## Selected extract
━━━━━━━━━━━━━━━━━━━━
Comment

From moratorium to mandate: Europe's next move on geoengineering

Giulia Neri / May 2026

Image: Shutterstock

 

On 21 April the Foreign Affairs Council gave an important and timely signal on the need for rules governing Solar Radiation Modification (SRM). With a US-Israeli start-up raising tens of millions to develop patented technologies they plan to sell to governments, SRM is no longer a hypothetical research question — it is becoming a market. Europe learned the hard way with AI what happens when governance trails behind private investment. Member States are right not to repeat that mistake, and to insist that technologies with the power to reshape the global climate are governed in the collective interest, with evidence that is independent, transparent, and publicly accountable.

The Council's language does not come out of the blue. In December 2024, the European Commission's chief scientific advisors recommended an EU-wide deployment moratorium alongside responsible research and  a global governance system — the first formal EU-level guidance on SRM. Today's statement builds on that, calling for the precautionary principle to be fully applied and committing to discussions on international governance, including on research. These are sensible steps. But a moratorium on deployment is not — and should not become — a moratorium on research. The two must be clearly distinguished. Responsible, publicly funded research designed to answer policymakers' questions is precisely what makes responsible governance possible.
━━━━━━━━━━━━━━━━━━━━
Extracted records
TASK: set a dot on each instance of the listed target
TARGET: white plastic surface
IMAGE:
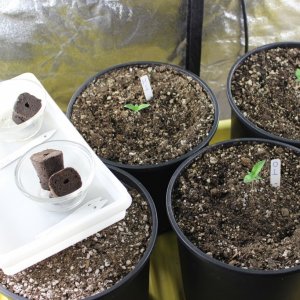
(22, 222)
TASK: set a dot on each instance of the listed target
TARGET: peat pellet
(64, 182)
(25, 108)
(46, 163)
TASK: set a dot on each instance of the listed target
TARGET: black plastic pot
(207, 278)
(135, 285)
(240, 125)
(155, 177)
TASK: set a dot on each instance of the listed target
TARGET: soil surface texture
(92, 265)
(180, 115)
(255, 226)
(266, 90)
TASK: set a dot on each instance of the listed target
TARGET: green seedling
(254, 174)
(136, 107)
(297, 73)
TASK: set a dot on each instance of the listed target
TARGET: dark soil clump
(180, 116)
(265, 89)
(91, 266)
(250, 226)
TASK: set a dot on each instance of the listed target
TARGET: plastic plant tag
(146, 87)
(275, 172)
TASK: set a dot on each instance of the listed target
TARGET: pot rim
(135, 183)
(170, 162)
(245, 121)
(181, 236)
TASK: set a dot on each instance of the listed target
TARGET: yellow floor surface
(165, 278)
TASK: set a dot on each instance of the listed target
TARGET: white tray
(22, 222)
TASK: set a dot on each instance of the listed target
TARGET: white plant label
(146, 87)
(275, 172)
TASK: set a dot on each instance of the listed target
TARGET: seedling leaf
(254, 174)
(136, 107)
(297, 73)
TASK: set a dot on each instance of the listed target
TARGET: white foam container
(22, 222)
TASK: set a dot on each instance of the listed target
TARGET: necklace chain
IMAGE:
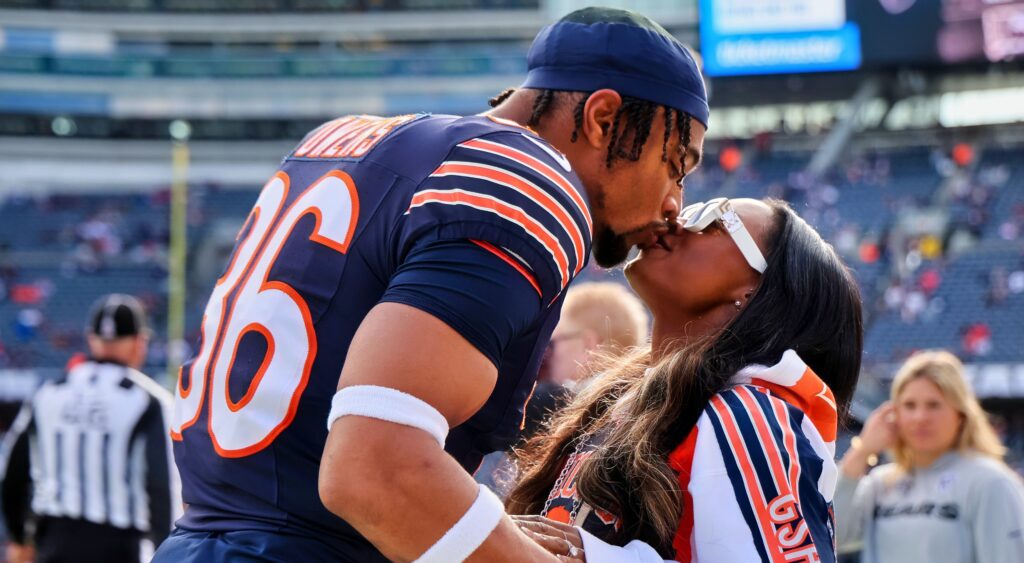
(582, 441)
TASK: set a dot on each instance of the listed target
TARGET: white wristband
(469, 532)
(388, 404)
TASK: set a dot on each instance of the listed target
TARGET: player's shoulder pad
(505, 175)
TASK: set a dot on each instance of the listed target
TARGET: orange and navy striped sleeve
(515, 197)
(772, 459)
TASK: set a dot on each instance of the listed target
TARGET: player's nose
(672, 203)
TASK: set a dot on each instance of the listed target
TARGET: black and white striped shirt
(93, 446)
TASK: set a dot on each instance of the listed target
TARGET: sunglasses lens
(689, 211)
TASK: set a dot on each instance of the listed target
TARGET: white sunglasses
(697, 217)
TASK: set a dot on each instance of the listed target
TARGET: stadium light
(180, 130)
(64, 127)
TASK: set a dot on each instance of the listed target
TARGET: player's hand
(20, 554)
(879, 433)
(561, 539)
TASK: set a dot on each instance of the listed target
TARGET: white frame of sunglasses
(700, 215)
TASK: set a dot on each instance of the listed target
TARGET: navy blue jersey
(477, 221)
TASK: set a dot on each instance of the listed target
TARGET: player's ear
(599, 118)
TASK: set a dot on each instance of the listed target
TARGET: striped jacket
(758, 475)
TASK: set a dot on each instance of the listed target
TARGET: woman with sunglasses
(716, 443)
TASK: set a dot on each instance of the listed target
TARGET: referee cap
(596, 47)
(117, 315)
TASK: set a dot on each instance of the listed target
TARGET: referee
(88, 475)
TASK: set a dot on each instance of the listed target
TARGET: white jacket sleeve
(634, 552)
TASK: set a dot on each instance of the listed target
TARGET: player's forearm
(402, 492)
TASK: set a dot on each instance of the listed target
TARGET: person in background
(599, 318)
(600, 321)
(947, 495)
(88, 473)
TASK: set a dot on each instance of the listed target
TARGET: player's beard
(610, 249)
━━━━━━━━━━━━━━━━━━━━
## List of tasks
1: According to the geoengineering comment, on what date did the Foreign Affairs Council signal the need for rules governing Solar Radiation Modification?
2: Repeat the part of the geoengineering comment that opens with the words containing "From moratorium to" and closes with "and publicly accountable.".

## The replies
1: 21 April

2:
From moratorium to mandate: Europe's next move on geoengineering

Giulia Neri / May 2026

Image: Shutterstock

 

On 21 April the Foreign Affairs Council gave an important and timely signal on the need for rules governing Solar Radiation Modification (SRM). With a US-Israeli start-up raising tens of millions to develop patented technologies they plan to sell to governments, SRM is no longer a hypothetical research question — it is becoming a market. Europe learned the hard way with AI what happens when governance trails behind private investment. Member States are right not to repeat that mistake, and to insist that technologies with the power to reshape the global climate are governed in the collective interest, with evidence that is independent, transparent, and publicly accountable.